* EXERCISE
Repeat each record word for word.

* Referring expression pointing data
****
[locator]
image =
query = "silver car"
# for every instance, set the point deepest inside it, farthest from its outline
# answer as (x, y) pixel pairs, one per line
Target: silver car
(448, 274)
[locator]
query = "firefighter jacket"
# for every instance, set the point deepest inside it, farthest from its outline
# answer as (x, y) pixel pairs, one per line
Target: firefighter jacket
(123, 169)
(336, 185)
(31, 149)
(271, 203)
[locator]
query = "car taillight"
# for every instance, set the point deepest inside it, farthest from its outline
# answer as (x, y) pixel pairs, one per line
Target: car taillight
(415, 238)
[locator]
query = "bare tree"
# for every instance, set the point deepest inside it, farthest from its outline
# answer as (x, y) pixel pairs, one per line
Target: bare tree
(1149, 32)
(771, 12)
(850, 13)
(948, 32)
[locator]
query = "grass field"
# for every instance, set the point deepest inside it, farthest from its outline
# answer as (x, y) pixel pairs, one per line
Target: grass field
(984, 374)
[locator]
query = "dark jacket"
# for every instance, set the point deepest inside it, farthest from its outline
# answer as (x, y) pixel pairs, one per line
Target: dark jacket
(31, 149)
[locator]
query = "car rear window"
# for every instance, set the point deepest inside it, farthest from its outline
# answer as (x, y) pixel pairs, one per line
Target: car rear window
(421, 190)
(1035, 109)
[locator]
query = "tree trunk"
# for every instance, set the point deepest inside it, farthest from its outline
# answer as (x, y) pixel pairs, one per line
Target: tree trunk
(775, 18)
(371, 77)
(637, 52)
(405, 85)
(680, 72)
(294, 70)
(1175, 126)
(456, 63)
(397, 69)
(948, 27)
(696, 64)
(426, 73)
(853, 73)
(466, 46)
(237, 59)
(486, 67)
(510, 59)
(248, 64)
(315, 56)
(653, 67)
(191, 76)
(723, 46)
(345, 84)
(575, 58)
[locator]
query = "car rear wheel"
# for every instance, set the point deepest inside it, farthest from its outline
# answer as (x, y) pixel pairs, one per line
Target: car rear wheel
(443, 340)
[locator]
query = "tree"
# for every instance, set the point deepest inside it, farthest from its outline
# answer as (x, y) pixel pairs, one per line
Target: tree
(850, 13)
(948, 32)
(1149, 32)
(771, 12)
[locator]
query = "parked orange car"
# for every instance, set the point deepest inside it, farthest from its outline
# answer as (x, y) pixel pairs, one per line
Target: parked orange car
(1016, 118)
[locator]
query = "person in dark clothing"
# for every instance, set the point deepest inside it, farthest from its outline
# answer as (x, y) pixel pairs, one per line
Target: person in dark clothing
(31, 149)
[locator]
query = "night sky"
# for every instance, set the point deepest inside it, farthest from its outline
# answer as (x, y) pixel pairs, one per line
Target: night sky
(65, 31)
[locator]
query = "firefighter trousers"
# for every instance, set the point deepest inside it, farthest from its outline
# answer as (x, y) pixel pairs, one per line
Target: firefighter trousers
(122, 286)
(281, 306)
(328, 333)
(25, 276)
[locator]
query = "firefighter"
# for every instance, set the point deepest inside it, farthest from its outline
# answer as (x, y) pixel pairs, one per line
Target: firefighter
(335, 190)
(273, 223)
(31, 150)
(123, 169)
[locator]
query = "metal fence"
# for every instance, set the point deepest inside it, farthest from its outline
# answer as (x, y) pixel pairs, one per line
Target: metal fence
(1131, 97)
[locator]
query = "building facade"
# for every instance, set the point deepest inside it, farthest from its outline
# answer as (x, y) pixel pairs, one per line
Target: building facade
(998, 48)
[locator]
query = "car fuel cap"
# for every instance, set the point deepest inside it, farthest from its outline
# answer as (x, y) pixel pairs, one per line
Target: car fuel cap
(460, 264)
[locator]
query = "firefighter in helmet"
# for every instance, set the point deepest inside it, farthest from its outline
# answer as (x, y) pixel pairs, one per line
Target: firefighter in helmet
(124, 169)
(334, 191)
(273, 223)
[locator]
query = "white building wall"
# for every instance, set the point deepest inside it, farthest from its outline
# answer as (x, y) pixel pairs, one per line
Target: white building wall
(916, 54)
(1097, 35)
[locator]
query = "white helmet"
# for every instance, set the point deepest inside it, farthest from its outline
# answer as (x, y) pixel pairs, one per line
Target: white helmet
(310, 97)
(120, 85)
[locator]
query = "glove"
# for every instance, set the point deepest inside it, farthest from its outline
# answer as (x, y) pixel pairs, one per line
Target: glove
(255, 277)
****
* TASK RESPONSE
[locator]
image =
query = "silver car"
# for every instance, set the point deepest inside it, farthest from its outline
# answer as (x, y) pixel pairs, one per line
Target: silver car
(448, 274)
[locator]
query = "firefighter jacket"
# for every instance, set the point deepest inside it, farthest from its outline
# answer as (x, y) pixel pairs, one per line
Target: firefighter jacket
(123, 169)
(336, 185)
(31, 149)
(271, 203)
[locator]
query = "car taillight"
# for every instance, set the point deepest inside it, farthest from its outline
# answer as (x, y) pixel pairs, one per line
Target: car taillight
(415, 238)
[locator]
query = "bare tree"
# for every instance, set the point deepest inside it, farthest from its outline
# answer as (x, y) pixel pairs, one per line
Target: bare tree
(1149, 32)
(771, 12)
(850, 13)
(948, 32)
[locator]
query = "grass field"
# for every instance, set the point deepest inside it, farthest from its outline
# answer as (x, y) pixel pairs, one per line
Target: grass field
(984, 374)
[locator]
query = "dark jacket"
# for every instance, set the point deepest inside it, farthest from its outline
# answer as (x, y) pixel pairs, one per line
Target: dark jacket
(31, 149)
[locator]
query = "car rear window"
# for every instance, set the point deepest inside it, farthest from its outline
# answer as (x, y) pixel pairs, one per line
Target: car rear window
(421, 190)
(1035, 109)
[locator]
query = "tree trunk"
# for every instance, set the point deepest inside it, farthest from its outline
# answer as (x, y) pixel pairs, one per line
Target: tree trunk
(775, 18)
(371, 77)
(637, 52)
(405, 85)
(680, 72)
(294, 70)
(1175, 126)
(456, 63)
(397, 69)
(948, 27)
(696, 64)
(426, 73)
(853, 73)
(466, 46)
(237, 59)
(486, 67)
(510, 59)
(248, 64)
(315, 56)
(653, 67)
(191, 76)
(723, 46)
(345, 84)
(575, 58)
[locator]
query = "car rear wheel"
# for every instance, set the point deepest inside it, farthest from its outline
# answer as (x, y) pixel pairs, one per line
Target: car rear wheel
(443, 340)
[locator]
query = "tree"
# for every instance, set the point deepest inside it, farthest from its outline
# answer as (x, y) pixel pairs, one per line
Target: tree
(850, 13)
(948, 32)
(1149, 32)
(771, 12)
[locator]
query = "parked orange car"
# for every instance, set the point deepest inside it, farthest from its outline
# answer as (x, y) pixel pairs, one per line
Target: parked orange car
(1016, 118)
[locator]
query = "person in dark clothing"
# for every instance, set the point deepest inside it, farthest from its outline
# answer as (x, y) pixel pairs, one per line
Target: person in dark clothing
(31, 149)
[locator]
query = "night sky"
# for every instance, set the point deepest inside it, farthest from its outline
# answer as (x, y) pixel pairs, one per line
Target: night sky
(65, 31)
[locator]
query = "firefighter trousers"
# for every instance, set the point deepest inside it, farthest from its outline
# answer as (x, y) pixel pairs, one per line
Target: firefighter trousers
(122, 286)
(281, 306)
(328, 333)
(25, 276)
[locator]
query = "firefighter"
# for every instance, set the point deepest inside it, farthest from its outline
# answer as (x, y) pixel pairs, one per line
Target: firefighter
(335, 190)
(273, 223)
(31, 150)
(123, 169)
[locator]
query = "metal fence"
# for every instance, set the point deepest inside it, farthest from its outline
# answer as (x, y) pixel pairs, one per line
Target: metal fence
(1131, 97)
[locator]
query = "building facade"
# for every instance, set the point deepest inside it, farthest from its outline
# answer as (x, y) pixel pairs, one per line
Target: building facade
(998, 48)
[locator]
query = "car fuel cap"
# for every instance, set the point deepest inside it, farthest from its outline
# answer as (x, y) pixel pairs, one per line
Target: car fuel cap
(460, 264)
[locator]
query = "firefighter in helmet"
# for every instance, set the point deepest inside it, farthest from its outline
# answer as (x, y) pixel pairs, one per line
Target: firefighter in helmet
(124, 169)
(334, 191)
(273, 223)
[locator]
query = "white building wall"
# for every instance, set the point deepest inside it, farthest from its outline
# answer as (x, y) pixel pairs, one per line
Target: white building wall
(916, 54)
(1097, 35)
[locator]
query = "white helmet"
# for every instance, set the point deepest inside it, farthest from its outline
# answer as (x, y) pixel pairs, one per line
Target: white helmet
(310, 97)
(120, 85)
[locator]
query = "glove"
# for every instance, set the point deepest inside it, farthest from its outline
# answer as (x, y) pixel pairs, one per line
Target: glove
(255, 277)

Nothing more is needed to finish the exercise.